▶ **Data provided**:

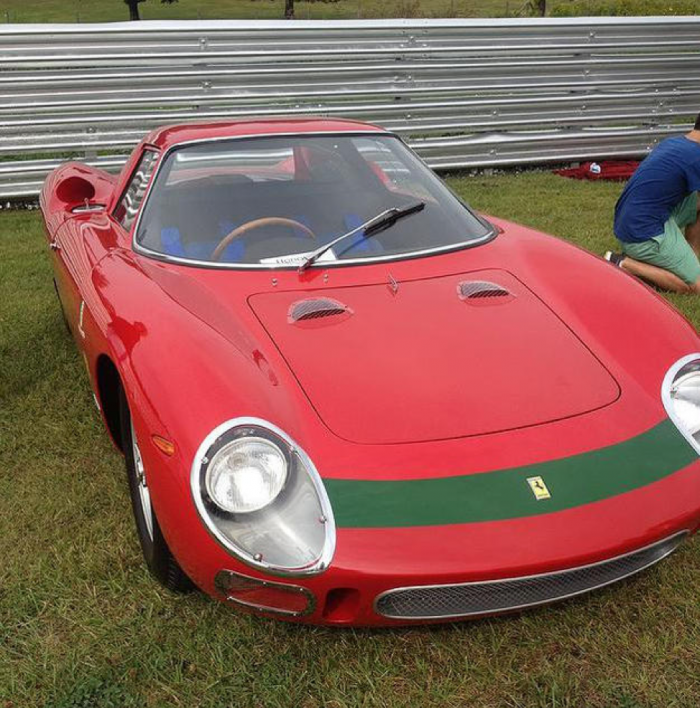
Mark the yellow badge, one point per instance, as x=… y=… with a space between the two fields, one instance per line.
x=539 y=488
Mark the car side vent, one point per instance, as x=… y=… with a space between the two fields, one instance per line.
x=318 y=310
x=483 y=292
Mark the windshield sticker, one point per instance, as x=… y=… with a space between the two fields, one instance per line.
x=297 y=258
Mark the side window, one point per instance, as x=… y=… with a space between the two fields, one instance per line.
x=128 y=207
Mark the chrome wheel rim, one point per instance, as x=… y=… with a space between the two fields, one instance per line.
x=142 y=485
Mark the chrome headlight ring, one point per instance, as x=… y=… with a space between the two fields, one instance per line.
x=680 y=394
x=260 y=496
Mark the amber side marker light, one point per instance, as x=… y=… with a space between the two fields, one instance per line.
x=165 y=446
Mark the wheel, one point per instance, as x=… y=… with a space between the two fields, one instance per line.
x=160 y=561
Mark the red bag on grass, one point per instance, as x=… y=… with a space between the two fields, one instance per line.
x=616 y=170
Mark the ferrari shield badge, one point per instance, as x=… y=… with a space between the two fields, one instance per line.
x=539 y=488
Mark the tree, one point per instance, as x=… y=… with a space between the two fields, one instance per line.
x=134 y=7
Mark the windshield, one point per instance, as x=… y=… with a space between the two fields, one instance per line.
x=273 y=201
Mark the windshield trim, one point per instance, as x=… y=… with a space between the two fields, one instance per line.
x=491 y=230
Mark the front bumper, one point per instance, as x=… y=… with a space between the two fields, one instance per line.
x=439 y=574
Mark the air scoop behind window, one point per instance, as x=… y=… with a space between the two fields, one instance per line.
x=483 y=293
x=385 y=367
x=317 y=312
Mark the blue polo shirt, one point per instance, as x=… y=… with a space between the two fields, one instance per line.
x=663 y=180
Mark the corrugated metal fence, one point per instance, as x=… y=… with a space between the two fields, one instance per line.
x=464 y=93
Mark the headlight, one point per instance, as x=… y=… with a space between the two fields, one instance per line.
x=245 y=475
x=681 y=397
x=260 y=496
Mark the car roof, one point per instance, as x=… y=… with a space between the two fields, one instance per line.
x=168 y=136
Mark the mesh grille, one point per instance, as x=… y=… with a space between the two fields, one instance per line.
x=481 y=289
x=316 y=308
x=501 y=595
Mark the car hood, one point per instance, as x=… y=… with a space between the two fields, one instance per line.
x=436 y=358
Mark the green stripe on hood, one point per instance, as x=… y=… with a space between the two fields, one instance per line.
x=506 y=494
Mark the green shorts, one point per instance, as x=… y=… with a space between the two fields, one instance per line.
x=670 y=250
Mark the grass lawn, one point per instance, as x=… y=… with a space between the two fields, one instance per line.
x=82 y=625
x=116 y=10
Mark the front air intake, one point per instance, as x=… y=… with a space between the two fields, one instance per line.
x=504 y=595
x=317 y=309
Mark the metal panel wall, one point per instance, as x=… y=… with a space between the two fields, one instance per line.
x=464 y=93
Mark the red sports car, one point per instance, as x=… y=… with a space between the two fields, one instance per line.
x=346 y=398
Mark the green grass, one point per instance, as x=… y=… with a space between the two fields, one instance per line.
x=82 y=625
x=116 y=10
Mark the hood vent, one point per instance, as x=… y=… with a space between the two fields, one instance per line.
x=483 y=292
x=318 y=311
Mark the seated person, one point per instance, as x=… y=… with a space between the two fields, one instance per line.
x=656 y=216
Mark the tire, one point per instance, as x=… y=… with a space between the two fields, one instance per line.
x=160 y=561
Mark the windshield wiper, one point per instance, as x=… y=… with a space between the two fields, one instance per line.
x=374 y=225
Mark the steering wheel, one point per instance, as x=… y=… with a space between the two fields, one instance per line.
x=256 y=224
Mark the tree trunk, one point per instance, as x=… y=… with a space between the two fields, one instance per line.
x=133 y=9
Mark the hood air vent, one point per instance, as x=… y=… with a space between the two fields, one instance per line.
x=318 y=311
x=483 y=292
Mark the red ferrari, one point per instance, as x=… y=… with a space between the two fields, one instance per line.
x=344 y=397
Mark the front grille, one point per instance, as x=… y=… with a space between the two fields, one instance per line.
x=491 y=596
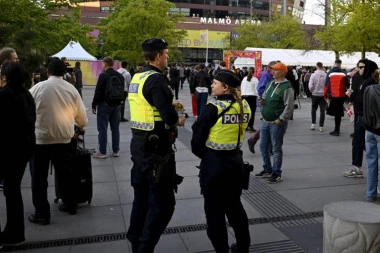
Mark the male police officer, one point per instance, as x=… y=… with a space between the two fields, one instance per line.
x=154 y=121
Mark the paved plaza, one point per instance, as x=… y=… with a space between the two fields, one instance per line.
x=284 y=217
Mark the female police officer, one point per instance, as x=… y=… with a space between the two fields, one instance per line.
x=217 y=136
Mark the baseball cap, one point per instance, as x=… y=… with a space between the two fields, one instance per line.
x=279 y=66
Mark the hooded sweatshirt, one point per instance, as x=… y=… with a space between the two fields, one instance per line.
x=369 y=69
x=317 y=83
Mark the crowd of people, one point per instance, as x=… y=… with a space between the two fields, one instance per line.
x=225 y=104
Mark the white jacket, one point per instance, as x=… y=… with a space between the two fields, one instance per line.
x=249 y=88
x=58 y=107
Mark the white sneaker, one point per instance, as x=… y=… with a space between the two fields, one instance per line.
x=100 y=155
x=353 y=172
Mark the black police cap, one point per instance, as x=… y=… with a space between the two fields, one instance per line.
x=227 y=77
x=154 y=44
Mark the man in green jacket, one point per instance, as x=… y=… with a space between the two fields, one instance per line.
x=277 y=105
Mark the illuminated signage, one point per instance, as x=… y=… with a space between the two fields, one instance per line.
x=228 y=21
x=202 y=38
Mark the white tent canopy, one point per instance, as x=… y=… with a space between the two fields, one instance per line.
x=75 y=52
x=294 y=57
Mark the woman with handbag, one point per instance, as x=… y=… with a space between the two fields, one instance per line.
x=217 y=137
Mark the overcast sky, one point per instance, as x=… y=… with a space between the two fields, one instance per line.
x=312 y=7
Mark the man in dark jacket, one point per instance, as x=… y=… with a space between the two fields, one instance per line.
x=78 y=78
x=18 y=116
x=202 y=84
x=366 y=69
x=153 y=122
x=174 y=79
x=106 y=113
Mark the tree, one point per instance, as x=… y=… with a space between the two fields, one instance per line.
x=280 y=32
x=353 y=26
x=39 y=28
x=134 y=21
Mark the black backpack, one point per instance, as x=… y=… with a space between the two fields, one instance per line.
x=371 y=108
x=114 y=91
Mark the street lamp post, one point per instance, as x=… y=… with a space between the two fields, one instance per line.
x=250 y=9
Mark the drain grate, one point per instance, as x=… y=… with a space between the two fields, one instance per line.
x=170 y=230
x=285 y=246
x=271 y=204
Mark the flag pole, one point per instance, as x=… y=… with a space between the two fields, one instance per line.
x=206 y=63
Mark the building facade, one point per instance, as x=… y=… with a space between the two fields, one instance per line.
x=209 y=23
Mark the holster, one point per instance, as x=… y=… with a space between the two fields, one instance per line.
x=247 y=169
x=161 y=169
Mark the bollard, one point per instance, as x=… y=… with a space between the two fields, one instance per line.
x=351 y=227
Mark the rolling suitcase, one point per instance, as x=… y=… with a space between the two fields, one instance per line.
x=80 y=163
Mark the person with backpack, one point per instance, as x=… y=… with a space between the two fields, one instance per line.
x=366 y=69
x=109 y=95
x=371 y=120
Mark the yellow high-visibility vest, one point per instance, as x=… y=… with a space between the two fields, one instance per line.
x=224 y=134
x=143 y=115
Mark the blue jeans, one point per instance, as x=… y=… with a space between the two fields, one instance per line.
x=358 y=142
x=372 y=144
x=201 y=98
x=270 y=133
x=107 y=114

▶ **Direction**:
Can you rewrite the entries as a numbered list, starting with the line that contains "Mark the green stripe" and going through the line that contains "x=670 y=250", with any blank lines left out?

▶ **Task response**:
1. Mark the green stripe on hood, one point per instance, as x=… y=… with a space between the two fields, one instance per line.
2. x=506 y=494
3. Mark the green shorts, one point per instance, as x=… y=… with a space between the two fields, one instance per line.
4. x=670 y=250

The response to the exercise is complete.